If you're buying more than a handful of leads per week, a CRM (Customer Relationship Management system) isn't optional — it's essential. Without one, leads get lost, follow-ups get missed, and you can't measure the metrics that tell you whether your lead investment is paying off.
This guide covers why you need a CRM, what to look for, practical options for UK financial advisers, and how to connect your lead supply so everything flows smoothly.
Why a CRM Matters for Lead Management
A CRM is the central system where you track every lead, every interaction, and every outcome. Here's what it does for you:
Nothing gets forgotten. A CRM reminds you who to call, when to call them, and what you discussed last time. Without one, follow-ups rely on memory — and memory is unreliable, especially when you're managing 15-20 leads alongside existing clients.
Speed to contact improves. A CRM with instant notifications and click-to-call functionality helps you respond to new leads within seconds rather than minutes. When speed to contact is the biggest factor in conversion, this matters enormously.
You can measure what matters. Contact rate, conversion rate, cost per acquisition, average time to conversion — these metrics are impossible to track reliably without a CRM. And you need these numbers to know whether your leads are working and where to improve.
Pipeline visibility. A CRM shows you exactly where every lead sits in your pipeline: new, contacted, in conversation, proposal sent, converted, or lost. This visibility helps you manage your workload and spot bottlenecks.
Compliance support. UK financial services regulation requires record-keeping. A CRM provides an audit trail of your communications, which supports both GDPR compliance and FCA requirements.
What to Look For in a CRM
Not every CRM is suitable for financial advisers managing purchased leads. Here are the features that matter most:
Essential features
- Lead intake automation. The ability to receive leads automatically from your provider — via email parsing, API integration, or webhook. Manual data entry defeats the purpose of real-time leads.
- Contact management. Store all lead information, notes, and interaction history in one place. Search and filter by status, lead type, date, and outcome.
- Task reminders and follow-up scheduling. Automatic reminders to call leads at the right time. The ability to schedule follow-up tasks after each interaction.
- Pipeline stages. Customisable stages that match your sales process (e.g., New Lead, First Contact, In Discussion, Application Submitted, Completed, Lost).
- Basic reporting. At minimum: leads received by period, contact rate, conversion rate, and revenue generated. More detail is better, but these are the essentials.
Nice-to-have features
- SMS and email integration. Send texts and emails directly from the CRM, with templates for common messages. This saves time and keeps all communication in one record.

- _Source excerpt_
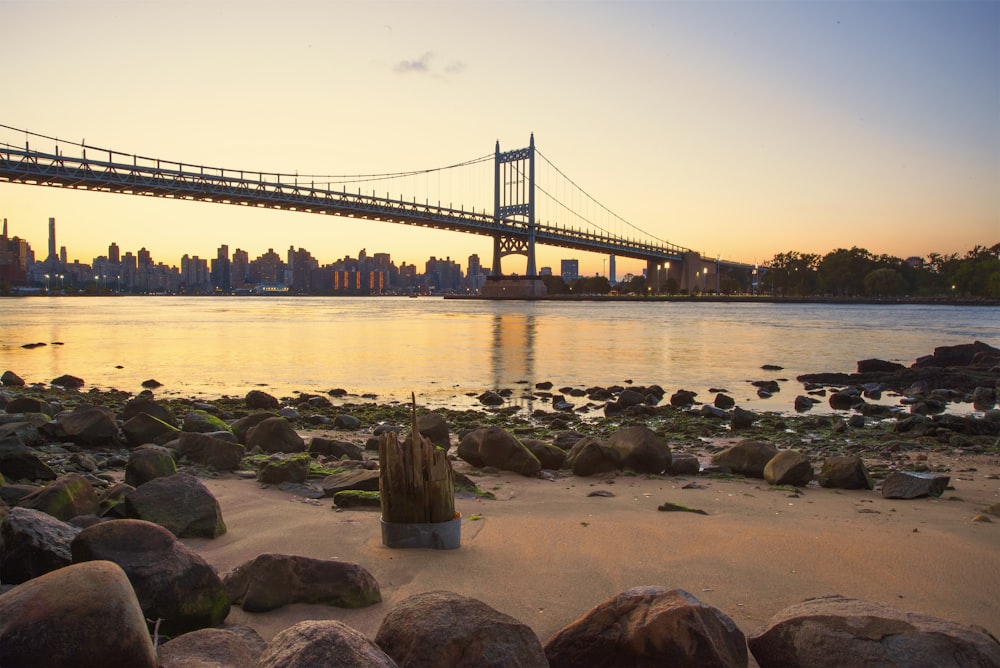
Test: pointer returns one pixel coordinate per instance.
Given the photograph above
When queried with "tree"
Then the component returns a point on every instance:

- _Problems to work on_
1. Reproduce the stretch of the CRM guide from "Pipeline visibility. A" through "and spot bottlenecks.".
2. For each statement, say whether it agrees with the CRM guide, answering yes or no and quoting the deciding words. (a) A CRM can help advisers respond to new leads within seconds rather than minutes. (b) SMS and email integration is listed as an essential feature. (c) Manual data entry suits real-time leads.
3. Answer these questions from the CRM guide.
(a) Which two requirements does a CRM's audit trail support?
(b) What example pipeline stages does the guide list?
(c) How many leads does the guide describe an adviser managing alongside existing clients?

- _Expected answers_
1.
Pipeline visibility. A CRM shows you exactly where every lead sits in your pipeline: new, contacted, in conversation, proposal sent, converted, or lost. This visibility helps you manage your workload and spot bottlenecks.

2.
(a) Yes: "helps you respond to new leads within seconds rather than minutes."
(b) No: it appears under "Nice-to-have features," not "Essential features."
(c) No: "Manual data entry defeats the purpose of real-time leads."

3.
(a) GDPR compliance and FCA requirements.
(b) New Lead, First Contact, In Discussion, Application Submitted, Completed, Lost.
(c) 15-20 leads.